- Dataset entries:
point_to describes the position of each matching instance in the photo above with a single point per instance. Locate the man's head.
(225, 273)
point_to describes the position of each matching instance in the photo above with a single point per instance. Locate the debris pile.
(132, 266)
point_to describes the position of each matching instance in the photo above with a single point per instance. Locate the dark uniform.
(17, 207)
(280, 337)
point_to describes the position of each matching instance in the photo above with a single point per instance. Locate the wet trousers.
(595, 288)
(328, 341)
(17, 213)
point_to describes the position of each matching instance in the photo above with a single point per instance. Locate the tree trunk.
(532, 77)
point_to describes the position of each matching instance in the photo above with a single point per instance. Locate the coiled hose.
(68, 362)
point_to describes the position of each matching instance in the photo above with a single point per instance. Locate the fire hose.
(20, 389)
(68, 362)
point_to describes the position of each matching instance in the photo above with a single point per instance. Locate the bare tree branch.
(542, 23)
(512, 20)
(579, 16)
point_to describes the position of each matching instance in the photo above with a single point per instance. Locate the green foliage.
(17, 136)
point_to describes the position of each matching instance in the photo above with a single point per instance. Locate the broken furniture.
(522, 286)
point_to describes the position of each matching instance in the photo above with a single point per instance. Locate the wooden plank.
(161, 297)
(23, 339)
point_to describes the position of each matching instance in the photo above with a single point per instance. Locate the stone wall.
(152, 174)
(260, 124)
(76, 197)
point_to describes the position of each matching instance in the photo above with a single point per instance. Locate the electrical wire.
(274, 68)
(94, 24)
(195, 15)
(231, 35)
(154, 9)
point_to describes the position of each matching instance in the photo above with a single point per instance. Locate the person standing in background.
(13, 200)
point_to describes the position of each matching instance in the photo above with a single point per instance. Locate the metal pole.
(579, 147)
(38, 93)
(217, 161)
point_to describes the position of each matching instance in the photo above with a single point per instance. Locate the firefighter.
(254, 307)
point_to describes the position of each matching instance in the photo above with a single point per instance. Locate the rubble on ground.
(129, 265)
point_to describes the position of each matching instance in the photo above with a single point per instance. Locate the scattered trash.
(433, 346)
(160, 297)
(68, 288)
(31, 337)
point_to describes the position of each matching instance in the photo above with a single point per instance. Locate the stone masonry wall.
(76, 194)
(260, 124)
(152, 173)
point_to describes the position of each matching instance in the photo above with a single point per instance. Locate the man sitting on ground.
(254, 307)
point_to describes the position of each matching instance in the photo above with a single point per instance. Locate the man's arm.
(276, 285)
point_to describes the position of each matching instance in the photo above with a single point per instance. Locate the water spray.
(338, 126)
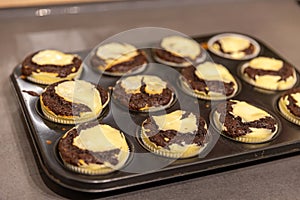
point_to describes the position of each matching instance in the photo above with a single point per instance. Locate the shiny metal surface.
(273, 21)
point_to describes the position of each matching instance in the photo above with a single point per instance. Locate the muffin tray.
(144, 167)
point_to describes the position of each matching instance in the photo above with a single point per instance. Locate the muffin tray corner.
(142, 166)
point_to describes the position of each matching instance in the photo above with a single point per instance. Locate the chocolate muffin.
(234, 46)
(70, 102)
(179, 134)
(244, 122)
(143, 93)
(289, 105)
(117, 59)
(269, 73)
(93, 148)
(209, 81)
(178, 51)
(50, 66)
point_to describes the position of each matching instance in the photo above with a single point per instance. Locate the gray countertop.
(276, 22)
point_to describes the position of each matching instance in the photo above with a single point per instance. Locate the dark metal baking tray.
(44, 134)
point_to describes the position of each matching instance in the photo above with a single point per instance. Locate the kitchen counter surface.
(23, 31)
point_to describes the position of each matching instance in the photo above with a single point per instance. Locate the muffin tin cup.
(140, 169)
(69, 77)
(267, 87)
(131, 72)
(201, 59)
(214, 119)
(286, 114)
(215, 38)
(186, 88)
(57, 119)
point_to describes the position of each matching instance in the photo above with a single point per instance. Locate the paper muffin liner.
(69, 119)
(97, 169)
(179, 65)
(191, 150)
(153, 108)
(101, 170)
(286, 113)
(186, 88)
(71, 76)
(270, 87)
(244, 139)
(215, 38)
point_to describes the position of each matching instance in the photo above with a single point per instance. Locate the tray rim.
(294, 146)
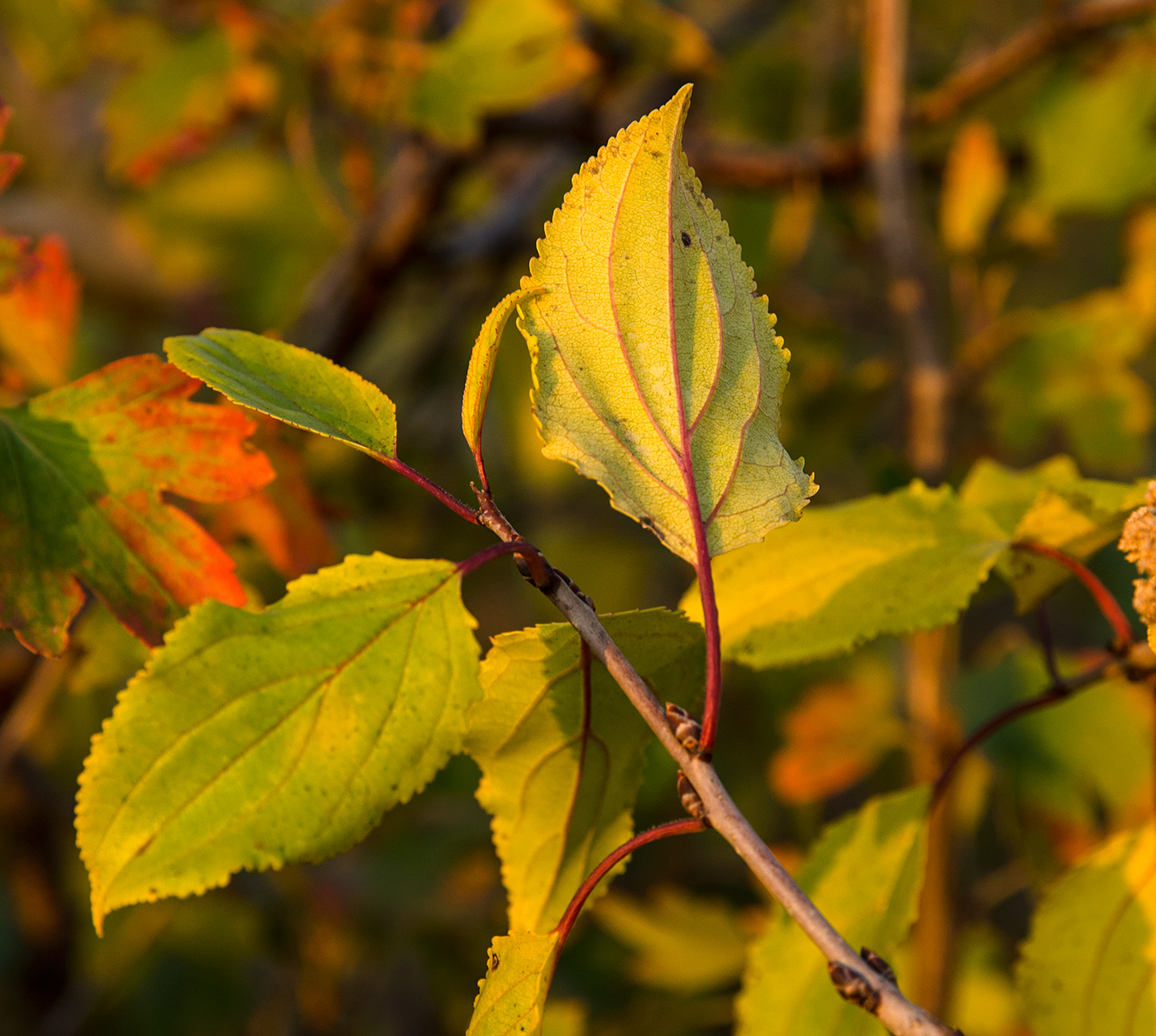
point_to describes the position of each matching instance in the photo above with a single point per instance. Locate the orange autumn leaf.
(282, 519)
(836, 735)
(38, 316)
(83, 472)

- Your task: Please leave the images out and retype the rest of the material exactly.

- Answer box:
point_to describes the position of each matching instance in the photo above with a single point per instance. Locate the man's head.
(225, 273)
point_to describes the position of each matching instance in the photo above with a single point per instance. Locate the debris pile.
(132, 266)
point_to describes the position of each matching instance in the photo above with a single point per instance. Locate the dark uniform.
(17, 207)
(280, 337)
point_to describes the position of each matching instance in the photo above with a single point per instance. Locate the wet trousers.
(595, 288)
(328, 341)
(17, 213)
point_to describes the position of each matching instance in the photo above with a single point per instance. Locate the tree trunk.
(532, 77)
point_to describes the position of each matching instance in the photo above with a single point per instance. Locate the coiled hose.
(68, 362)
point_to describes the position of each matching instance in the photo above with a single point per instance. Locate the fire hose.
(20, 389)
(68, 362)
point_to describes the position of each matching instance in the photo above with a single point per instance. Locate the bare tree branch.
(542, 23)
(512, 20)
(579, 16)
point_to describes the position of each matching instance in the photo above with a single point per instance. Locate the green foliage.
(17, 136)
point_to describes the position of each matching instance in the photo above with a single point per instance. Locate the broken furniture.
(522, 286)
point_to describes the position of each matching instance in the photo above with a single point per instance. Locate the wooden plank.
(161, 297)
(23, 339)
point_to describes the position of each matching instance in the photo above with a single point per instance. Locate the stone wall.
(152, 174)
(260, 124)
(76, 197)
point_to describes the position of each matching instance in the photo above with a single point per instance. Locate the electrical wire.
(274, 68)
(94, 24)
(195, 15)
(231, 35)
(154, 9)
point_to describes the position of each matching instance in the photo above with a single point per instance. Locate the person standing in background.
(13, 200)
point_to describes the position of each matching instance in the photo above with a single point per instance. Locate the metal pole.
(579, 147)
(38, 93)
(217, 161)
point_to describes the position of each matching instance in the photo above with a single point per instance. Locate the firefighter.
(254, 307)
point_to describes the position of each matching instance in the photo above with a single point per instance. Locate the rubble on ground.
(129, 265)
point_to describes the position of each matching instance in the photo above with a single point per instance. Locate the scattered trash.
(433, 346)
(160, 297)
(68, 288)
(31, 337)
point_to describes the position of each matching instance in the photo above with a single point per instance. Locate the stone masonry wall.
(76, 194)
(260, 124)
(152, 173)
point_to describes the position of each matching instance in the photo above with a single point per instance. Locate the man sitting on ground.
(254, 307)
point_to describes the position of each matching instance in the photo above with a single point per instance. Locate the man's arm.
(276, 285)
point_to describes the position of each matching instance in the photo above with a single point per instance. Locate the water spray.
(338, 126)
point_to describes the position of each matching instance in the photo above with a single point per instance. Locate the shiny metal surface.
(273, 21)
point_to describes the position of each matching instance in the photo above with a single point per instance. Locate the muffin tray.
(144, 167)
point_to describes the position of each matching instance in the photo above with a single point per instance. Locate the muffin tray corner.
(142, 166)
point_to describes the position of each matching instance in the photo above with a single point per instance. Locate the chocolate muffin.
(234, 46)
(70, 102)
(179, 134)
(244, 122)
(143, 93)
(289, 105)
(117, 59)
(269, 73)
(93, 148)
(209, 81)
(178, 51)
(50, 66)
point_to describes the position of each matching instance in the photo above with a single point per instance. Locate the gray countertop.
(276, 22)
point_to describes the position of each matching instance in the photo above with a single point per instance. Locate the dark metal baking tray.
(44, 134)
point_to describes the position of each matching instance in the photo above with a single point per instance. Locate the kitchen counter surface.
(23, 31)
point_to describes the position of each matching instance in the photo above with a single point per instance. Locate the muffin tin cup.
(140, 169)
(69, 77)
(267, 87)
(131, 72)
(201, 59)
(214, 119)
(286, 114)
(215, 38)
(186, 88)
(57, 119)
point_to describes the position of each matching instance in the photo above with a single point per instance. Locate the paper muffin liner.
(69, 119)
(97, 169)
(179, 65)
(191, 150)
(153, 108)
(101, 170)
(286, 113)
(186, 88)
(71, 76)
(270, 87)
(244, 139)
(215, 38)
point_to describes the position of each matching instance in the photo above with a single point per instance. Locate the tray rim.
(294, 146)
point_to describes the position of each matching instance in the photo above with a single point per instance. Locate the orange autumn leaf.
(282, 519)
(836, 735)
(38, 316)
(83, 472)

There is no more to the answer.